■ Do zrobienia
Wybierz i przepisz ze wpisów wszystkie wiersze, w których występuje słowo „building”. Wielkość liter ma znaczenie.

§ §

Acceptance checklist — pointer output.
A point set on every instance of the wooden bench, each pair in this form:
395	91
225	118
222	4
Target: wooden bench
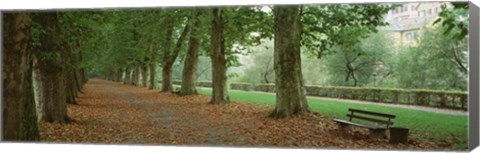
376	131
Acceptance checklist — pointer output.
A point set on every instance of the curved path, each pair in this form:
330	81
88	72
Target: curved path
115	113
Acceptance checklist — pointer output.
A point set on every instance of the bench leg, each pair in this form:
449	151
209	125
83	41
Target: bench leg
343	126
377	134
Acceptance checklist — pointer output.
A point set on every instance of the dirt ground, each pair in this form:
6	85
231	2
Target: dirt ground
114	113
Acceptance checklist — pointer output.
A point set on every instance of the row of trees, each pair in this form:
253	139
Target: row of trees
128	45
42	71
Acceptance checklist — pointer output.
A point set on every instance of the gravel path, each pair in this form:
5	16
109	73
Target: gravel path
115	113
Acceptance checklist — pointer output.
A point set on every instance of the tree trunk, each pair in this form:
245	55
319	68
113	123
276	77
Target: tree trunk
119	75
50	72
137	75
219	69
144	75
133	77
128	75
191	59
19	121
290	96
169	59
153	74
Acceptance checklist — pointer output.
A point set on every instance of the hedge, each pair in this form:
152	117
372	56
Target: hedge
424	97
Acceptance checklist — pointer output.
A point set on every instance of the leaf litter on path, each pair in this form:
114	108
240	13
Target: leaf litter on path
115	113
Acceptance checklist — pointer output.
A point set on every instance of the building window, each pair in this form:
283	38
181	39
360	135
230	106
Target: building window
410	36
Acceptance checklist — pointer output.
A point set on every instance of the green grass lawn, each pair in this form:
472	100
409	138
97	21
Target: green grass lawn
422	125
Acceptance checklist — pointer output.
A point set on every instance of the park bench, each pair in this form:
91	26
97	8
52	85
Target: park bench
376	131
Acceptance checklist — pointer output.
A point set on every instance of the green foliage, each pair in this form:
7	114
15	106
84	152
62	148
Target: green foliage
455	20
325	26
363	64
260	70
437	62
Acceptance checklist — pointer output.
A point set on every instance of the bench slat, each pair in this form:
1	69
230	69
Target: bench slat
361	125
370	119
372	113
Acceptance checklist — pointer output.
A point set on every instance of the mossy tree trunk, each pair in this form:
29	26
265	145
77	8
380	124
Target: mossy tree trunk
137	75
191	59
153	75
19	120
50	71
290	96
219	69
144	75
128	74
170	57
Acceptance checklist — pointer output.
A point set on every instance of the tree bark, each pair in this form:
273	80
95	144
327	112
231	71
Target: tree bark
153	74
137	75
290	96
169	59
144	75
128	75
191	59
50	72
19	121
219	69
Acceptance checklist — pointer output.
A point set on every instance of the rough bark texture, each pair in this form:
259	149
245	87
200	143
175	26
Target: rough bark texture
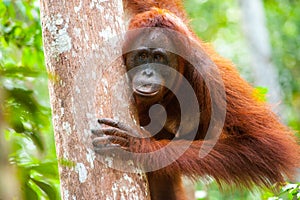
81	42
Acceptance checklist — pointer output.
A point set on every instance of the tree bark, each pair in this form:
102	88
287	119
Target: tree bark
82	46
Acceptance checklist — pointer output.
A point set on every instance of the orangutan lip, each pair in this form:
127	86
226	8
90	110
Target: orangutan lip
146	94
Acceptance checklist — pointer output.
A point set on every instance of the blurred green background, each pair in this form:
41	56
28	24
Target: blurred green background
28	164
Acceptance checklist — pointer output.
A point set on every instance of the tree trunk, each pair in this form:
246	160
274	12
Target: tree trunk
82	46
265	73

§ §

■ Poprawny wynik
A point set on every instance of the building window, each pair in this form:
Target: building window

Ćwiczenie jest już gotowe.